Start
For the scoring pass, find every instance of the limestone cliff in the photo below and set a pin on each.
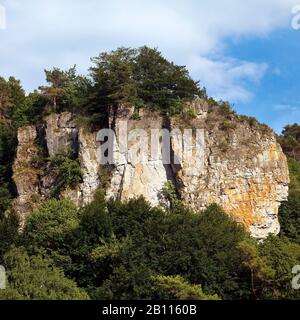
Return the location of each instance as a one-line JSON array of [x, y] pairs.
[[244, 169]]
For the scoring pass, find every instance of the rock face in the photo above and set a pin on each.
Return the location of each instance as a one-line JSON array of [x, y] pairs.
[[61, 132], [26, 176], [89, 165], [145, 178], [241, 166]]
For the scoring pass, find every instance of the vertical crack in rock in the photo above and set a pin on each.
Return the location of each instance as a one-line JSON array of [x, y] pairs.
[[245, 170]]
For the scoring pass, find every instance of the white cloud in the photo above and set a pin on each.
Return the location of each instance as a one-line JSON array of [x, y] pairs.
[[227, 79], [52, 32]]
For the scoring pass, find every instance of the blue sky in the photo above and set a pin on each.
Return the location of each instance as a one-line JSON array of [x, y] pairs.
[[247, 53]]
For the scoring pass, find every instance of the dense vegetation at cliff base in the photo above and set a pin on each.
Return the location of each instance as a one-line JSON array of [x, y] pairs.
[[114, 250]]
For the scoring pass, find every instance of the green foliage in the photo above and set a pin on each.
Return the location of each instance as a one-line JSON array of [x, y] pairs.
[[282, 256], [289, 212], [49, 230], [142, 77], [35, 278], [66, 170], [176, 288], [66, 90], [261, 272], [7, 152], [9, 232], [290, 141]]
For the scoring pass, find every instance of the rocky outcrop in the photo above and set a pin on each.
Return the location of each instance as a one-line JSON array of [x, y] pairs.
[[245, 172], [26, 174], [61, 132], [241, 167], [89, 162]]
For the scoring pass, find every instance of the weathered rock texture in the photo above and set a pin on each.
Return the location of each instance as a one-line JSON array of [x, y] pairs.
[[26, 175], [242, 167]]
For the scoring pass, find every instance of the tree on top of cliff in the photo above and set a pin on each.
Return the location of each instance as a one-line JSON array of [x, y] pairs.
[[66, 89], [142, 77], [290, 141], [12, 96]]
End
Start
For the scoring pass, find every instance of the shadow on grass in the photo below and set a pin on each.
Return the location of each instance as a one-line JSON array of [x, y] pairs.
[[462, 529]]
End
Reproduce verbatim the lines from the one containing "For the scoring pass, find every instance of the shadow" through the one containing "[[462, 529]]", both included, and nothing else.

For the scoring pass, find every instance of the shadow on grass in the photo below and set a pin on each.
Return the location of each instance as a one-line JSON array of [x, y] pairs.
[[462, 529]]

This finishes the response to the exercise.